▶ Recorded data
▽

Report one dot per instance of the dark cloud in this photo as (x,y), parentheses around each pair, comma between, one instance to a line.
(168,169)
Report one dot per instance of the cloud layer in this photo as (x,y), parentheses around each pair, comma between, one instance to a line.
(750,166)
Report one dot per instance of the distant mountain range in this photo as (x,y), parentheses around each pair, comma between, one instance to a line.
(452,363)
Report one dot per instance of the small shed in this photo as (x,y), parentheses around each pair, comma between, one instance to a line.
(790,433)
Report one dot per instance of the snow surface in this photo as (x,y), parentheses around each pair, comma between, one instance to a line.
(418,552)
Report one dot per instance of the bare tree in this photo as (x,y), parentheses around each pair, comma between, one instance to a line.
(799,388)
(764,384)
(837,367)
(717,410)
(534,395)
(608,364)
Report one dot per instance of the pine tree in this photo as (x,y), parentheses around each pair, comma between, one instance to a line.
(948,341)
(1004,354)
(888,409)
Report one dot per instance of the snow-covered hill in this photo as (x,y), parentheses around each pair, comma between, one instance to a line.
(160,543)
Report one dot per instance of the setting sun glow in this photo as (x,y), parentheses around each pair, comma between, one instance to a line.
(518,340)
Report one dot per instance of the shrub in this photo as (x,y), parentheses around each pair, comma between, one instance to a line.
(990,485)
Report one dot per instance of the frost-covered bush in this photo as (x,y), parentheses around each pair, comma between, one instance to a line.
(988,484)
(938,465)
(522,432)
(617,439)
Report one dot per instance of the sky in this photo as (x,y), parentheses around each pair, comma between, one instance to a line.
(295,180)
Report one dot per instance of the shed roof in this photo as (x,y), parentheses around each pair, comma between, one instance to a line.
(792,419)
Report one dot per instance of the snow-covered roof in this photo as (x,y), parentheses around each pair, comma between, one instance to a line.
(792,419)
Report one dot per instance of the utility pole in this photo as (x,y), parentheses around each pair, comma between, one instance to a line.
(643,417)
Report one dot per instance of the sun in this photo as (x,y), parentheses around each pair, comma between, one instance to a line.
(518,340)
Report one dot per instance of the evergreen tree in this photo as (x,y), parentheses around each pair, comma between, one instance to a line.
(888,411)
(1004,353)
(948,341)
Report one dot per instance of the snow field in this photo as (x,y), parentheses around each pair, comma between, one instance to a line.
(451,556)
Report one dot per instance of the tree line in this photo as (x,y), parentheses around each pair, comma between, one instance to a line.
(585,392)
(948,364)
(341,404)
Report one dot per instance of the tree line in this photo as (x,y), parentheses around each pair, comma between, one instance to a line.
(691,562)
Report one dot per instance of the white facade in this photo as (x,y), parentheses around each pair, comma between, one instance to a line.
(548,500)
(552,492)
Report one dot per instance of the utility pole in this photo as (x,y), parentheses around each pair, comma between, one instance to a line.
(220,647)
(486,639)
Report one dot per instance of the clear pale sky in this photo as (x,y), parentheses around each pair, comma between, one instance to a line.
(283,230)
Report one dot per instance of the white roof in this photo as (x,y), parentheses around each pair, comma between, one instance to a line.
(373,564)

△

Rewrite all of the records above as a numbered list, with blank lines omitted.

▶ Result of this exercise
1. Report one dot per instance of the dark cloud in this photo as (x,y), parentheses around each pair, comma between, one instance to a line.
2. (168,169)
3. Report one dot per instance of the cloud layer in this photo as (x,y), parentheses around each pair, comma between, one instance to a line.
4. (750,166)
5. Report one dot per instance of the distant mountain range in this photo as (x,y), parentheses around each pair, comma between, one instance to a line.
6. (452,363)
7. Report one dot per instance of the small shed in this photo as (x,y), parentheses around each pair, comma between, one instance to a line.
8. (790,433)
9. Report one dot per instance of the snow surface in this photo as (x,y), parentheses around each pair, comma between, one instance to a line.
10. (418,552)
11. Report one dot per instance of the bare tree in this photo as (x,y), parentheses around each pair, comma between, one instance to a line.
12. (799,388)
13. (764,384)
14. (837,367)
15. (717,410)
16. (534,395)
17. (608,364)
18. Report one dot per instance of the pine tree in this photo as (x,y), parentheses around each pair, comma between, one instance to a line.
19. (948,341)
20. (1004,354)
21. (888,409)
22. Report one dot per instance of the snow-covered hill in this photo as (x,y), parentheses around each pair, comma between, one instance to a line.
23. (160,543)
24. Report one dot per instance of the setting sun glow in this photo as (x,y), parentheses around each pair, comma between, one instance to a line.
25. (518,340)
26. Report one dot per instance of the shrub in this photo as (x,y), parentheses around each pair, comma between, one instance to a line.
27. (990,485)
28. Report one dot per instance of the frost-covered bush in this photo as (x,y), parentheses around each pair, comma between, one instance to a line.
29. (988,484)
30. (938,465)
31. (522,432)
32. (617,439)
33. Report one dot per instance of the sky in this photo as (x,y), parentheses around each pair, comma between, one instance to a line.
34. (295,180)
35. Report one dot per instance of the shed roof in this photo as (x,y), parentheses around each pair, comma between, one instance to a line.
36. (792,419)
37. Report one dot per instance of the snow-covered roof in this photo as (x,y), parentheses around each pair, comma between, one instance to a line.
38. (792,419)
39. Report one dot per instance of the utility pole in this photo as (x,y), parentheses around each pair, comma between, one instance to a line.
40. (643,417)
41. Report one dot per instance of the sun in this photo as (x,y), parentheses around each pair, comma between, one instance to a line.
42. (518,340)
43. Report one dot per instance of the evergreen tree in this photo as (x,y), parentheses around each pair, comma between, one instance to a line.
44. (888,411)
45. (1004,353)
46. (948,341)
47. Report one dot per instance of the snow field in this photo as (x,y), parentheses around each pair, comma between, one instance to a line.
48. (451,556)
49. Report one dot per instance of the tree line in this photo as (x,y), parentheses around each pair, comma between, one instance to a line.
50. (585,392)
51. (948,364)
52. (341,404)
53. Report one dot per instance of the tree line in this photo as (x,y), parentheses around each pair, comma between, one instance to a line.
54. (691,562)
55. Report one dot per instance of the white facade in this photo as (x,y), parentheses around each pair, comma between, one instance to a line.
56. (548,500)
57. (552,492)
58. Report one dot per instance of the utility pole in this photo as (x,y), parentheses around each pair, comma between, one instance to a line.
59. (220,647)
60. (486,639)
61. Report one dot per instance of the clear pale sky in this photo as (x,y), parentheses around each pair, comma between, one instance to a line.
62. (283,230)
63. Report one dot per instance of the white roof in this photo as (x,y), parentheses around each pair, comma between, one instance to a line.
64. (373,564)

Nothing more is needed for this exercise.